**Page excerpt**
▼

Wednesday, December 7, 2022

Abiding in Christ - John 15

Abiding in Christ - John 15
Marissa Namirr and Joy Dudley

Youtube video by the same title is available here: 
https://www.youtube.com/watch?v=RB9ozmdNAVk&ab_channel=GospelGal 


Many times when we think of what it means to abide, we think that we need to do everything we can to stay close to Christ. We think that our relationship with Christ is so one-sided that it is up to us to continue to keep it alive. Unless we abide in Him, we are cut away and thrown into the fire. What comes to mind is an image of a hamster running on a wheel with no rest, motivated by the threat and terror of the law. However, our aim with this post is to show that the famous passage in John 15 is rich with comfort and mercy and that our abiding in the Vine is actually saving faith that connects us to Christ and all of His benefits.

I. Our prior perceptions of abiding in Christ

The teachings I’ve heard in the past seemed to place a supposition of synergism on the text. Abiding is something we do, and although it is said that it is Christ who gives the power to do so, somehow it is suggested that we are able to do things that Scripture contradicts, such as engrafting and pruning. There was no connection made that abiding is actually believing or faith in Christ’s finished and ongoing work for us and in us. This frame created anxiety until I began to think through the analogy of Vine to branches. But the teaching seemed to indicate that we are responsible to maintain our lives in Christ and to produce fruit/growth in a way that is devoid of our understanding of salvation. It disturbed my conscience, but at the same time caused me to question the incongruity of their teaching. ~Marissa

From my experience, abiding in Christ was linked to spiritual disciplines. You were successfully abiding when you were having a consistent time in prayer, bible study, and serving in church. Here is an example from a popular evangelical pastor: “Jack Hibbs (Calvary Chapel Chino Hills): https://jackhibbs.com/a-little-big-word/ : “Believer, none of this happens by chance. It takes a daily discipline of dependence upon God. Abiding means you pray but wait to hear what the Lord has to say. Abiding allows your thoughts to be saturated by your Bible reading. Abiding in Him and He in you is to be empowered by the fruit-producing Spirit. And to this you were called, “By this My Father is glorified, that you bear much fruit; so you will be My disciples.” John 15:8”

▲

**Set task**
According to the post on abiding in Christ, what activities marked someone as "successfully abiding" in the writer's past experience? List them all. The listing after this point comes from a separate source.

**Material shown**
▼

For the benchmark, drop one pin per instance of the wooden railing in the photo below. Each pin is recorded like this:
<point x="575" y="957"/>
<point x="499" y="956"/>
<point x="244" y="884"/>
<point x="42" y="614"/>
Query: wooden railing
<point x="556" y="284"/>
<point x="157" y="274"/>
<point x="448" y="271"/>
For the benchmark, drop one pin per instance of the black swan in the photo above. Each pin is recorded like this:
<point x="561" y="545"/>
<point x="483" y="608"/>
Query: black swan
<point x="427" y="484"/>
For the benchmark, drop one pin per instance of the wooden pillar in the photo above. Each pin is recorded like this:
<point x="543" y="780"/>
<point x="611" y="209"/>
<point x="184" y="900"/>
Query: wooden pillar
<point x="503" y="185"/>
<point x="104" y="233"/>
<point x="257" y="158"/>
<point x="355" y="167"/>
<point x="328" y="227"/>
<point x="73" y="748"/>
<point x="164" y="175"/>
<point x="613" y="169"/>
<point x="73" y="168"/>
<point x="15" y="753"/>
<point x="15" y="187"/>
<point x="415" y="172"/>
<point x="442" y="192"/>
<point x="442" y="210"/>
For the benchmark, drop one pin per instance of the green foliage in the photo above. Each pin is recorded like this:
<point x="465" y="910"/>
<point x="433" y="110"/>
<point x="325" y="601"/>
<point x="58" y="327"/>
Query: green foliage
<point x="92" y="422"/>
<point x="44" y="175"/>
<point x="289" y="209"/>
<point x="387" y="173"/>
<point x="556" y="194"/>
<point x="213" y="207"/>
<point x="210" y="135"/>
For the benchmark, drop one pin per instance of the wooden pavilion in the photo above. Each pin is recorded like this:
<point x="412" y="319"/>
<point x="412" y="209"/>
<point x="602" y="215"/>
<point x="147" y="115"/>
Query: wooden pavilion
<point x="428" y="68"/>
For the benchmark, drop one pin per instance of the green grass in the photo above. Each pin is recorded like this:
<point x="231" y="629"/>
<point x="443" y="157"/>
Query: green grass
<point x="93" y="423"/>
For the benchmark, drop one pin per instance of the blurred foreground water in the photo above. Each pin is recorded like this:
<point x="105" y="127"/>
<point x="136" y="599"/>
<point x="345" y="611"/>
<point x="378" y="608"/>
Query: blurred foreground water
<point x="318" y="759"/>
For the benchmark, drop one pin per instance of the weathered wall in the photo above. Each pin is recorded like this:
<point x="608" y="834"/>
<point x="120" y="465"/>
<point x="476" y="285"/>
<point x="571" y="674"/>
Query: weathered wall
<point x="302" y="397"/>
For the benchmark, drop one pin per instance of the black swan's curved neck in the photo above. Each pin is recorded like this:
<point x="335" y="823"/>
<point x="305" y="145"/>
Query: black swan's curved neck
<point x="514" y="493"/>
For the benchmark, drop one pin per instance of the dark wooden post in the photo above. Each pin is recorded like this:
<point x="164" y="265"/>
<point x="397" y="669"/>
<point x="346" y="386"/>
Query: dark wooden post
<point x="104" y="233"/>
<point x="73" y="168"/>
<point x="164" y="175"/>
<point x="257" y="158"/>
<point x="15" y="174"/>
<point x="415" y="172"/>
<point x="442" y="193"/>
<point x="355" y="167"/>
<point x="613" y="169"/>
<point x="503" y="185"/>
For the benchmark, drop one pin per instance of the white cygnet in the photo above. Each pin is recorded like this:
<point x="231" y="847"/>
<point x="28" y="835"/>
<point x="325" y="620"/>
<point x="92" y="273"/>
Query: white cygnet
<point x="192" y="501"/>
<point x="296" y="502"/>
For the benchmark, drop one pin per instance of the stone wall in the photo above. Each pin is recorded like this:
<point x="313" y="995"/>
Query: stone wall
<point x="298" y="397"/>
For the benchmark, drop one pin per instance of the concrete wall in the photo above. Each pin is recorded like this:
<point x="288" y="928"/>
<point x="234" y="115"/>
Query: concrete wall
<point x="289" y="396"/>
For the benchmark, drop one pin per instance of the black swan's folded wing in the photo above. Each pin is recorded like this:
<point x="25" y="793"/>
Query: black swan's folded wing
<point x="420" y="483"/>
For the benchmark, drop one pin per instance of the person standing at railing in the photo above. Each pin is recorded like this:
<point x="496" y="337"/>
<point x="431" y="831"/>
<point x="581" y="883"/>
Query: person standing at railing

▲

**Written answer**
- Prayer
- Bible study
- Serving in church